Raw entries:
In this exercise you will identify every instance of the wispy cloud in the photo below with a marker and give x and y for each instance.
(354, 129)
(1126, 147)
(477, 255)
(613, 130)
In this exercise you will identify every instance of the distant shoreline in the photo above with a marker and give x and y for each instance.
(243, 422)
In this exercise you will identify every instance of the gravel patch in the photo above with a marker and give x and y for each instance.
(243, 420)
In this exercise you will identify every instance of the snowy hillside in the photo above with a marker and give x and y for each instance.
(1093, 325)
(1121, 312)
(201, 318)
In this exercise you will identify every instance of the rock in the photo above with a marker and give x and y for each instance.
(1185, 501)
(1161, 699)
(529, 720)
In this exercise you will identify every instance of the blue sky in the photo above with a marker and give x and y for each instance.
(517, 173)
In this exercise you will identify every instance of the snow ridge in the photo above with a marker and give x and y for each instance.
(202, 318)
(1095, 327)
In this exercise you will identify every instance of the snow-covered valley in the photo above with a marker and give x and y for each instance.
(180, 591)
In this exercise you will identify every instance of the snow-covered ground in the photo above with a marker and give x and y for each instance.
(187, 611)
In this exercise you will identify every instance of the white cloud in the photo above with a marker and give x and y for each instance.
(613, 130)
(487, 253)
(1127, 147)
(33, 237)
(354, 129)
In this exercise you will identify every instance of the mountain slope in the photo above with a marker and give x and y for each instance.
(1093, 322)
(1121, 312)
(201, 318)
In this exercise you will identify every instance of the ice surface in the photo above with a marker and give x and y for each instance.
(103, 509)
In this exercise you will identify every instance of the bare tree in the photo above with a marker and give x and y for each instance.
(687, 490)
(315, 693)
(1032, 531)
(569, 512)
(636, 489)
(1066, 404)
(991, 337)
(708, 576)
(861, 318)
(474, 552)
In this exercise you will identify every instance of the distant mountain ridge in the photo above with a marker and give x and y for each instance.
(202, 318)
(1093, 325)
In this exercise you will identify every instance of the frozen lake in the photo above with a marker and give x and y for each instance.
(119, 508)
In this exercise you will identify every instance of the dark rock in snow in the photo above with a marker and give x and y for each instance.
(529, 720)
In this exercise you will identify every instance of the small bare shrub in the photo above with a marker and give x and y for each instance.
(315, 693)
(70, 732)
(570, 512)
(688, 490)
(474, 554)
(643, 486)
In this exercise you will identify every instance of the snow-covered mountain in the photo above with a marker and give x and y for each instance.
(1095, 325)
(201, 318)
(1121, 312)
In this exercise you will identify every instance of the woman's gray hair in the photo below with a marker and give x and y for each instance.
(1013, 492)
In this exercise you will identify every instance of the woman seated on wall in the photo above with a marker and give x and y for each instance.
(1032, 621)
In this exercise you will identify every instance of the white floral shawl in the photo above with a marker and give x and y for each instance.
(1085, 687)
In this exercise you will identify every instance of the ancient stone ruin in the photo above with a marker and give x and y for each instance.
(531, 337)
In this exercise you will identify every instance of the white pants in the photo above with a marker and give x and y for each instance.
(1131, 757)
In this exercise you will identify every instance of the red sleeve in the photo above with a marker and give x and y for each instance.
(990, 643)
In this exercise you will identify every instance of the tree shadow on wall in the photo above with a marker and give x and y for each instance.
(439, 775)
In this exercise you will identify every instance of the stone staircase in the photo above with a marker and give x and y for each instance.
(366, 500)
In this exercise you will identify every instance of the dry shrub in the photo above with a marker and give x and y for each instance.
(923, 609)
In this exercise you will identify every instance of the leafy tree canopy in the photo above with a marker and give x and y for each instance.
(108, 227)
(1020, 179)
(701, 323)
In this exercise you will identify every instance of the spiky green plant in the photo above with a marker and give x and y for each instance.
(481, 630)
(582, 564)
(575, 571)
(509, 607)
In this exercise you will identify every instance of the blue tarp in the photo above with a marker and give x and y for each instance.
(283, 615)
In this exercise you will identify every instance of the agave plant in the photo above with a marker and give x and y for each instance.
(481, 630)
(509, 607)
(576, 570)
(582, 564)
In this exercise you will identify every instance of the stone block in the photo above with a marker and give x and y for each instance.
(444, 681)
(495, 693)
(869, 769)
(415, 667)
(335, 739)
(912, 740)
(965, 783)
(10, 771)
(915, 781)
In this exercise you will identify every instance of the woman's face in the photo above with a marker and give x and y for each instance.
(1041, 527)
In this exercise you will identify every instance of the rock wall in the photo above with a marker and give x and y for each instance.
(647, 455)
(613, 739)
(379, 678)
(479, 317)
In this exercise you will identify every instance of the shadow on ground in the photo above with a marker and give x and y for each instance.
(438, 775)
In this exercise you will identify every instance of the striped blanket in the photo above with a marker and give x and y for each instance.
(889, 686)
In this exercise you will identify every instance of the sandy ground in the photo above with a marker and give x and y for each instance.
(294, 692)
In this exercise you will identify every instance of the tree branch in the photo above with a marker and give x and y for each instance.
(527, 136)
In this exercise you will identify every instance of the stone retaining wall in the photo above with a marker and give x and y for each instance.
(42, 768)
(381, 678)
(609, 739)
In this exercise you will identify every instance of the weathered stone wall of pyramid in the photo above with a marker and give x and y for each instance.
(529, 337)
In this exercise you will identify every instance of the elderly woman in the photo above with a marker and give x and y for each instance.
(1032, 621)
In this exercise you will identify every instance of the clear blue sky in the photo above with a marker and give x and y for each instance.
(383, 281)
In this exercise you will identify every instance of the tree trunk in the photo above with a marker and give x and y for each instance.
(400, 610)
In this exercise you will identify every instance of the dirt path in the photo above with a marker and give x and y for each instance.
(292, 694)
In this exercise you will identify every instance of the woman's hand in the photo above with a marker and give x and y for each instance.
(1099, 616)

Given request: Reproduce verbatim the lines of the entries from the one containing "In this exercise you will identify every instance of the dirt" through the final line above, including both ends.

Solution to this task:
In this exercise you will identify every instance of the dirt path in the photo above with a marker and give x and y for each instance.
(292, 694)
In this exercise you will identify every instance of the woman's hand in the photo above with a marker and give x and y for each instance.
(1099, 616)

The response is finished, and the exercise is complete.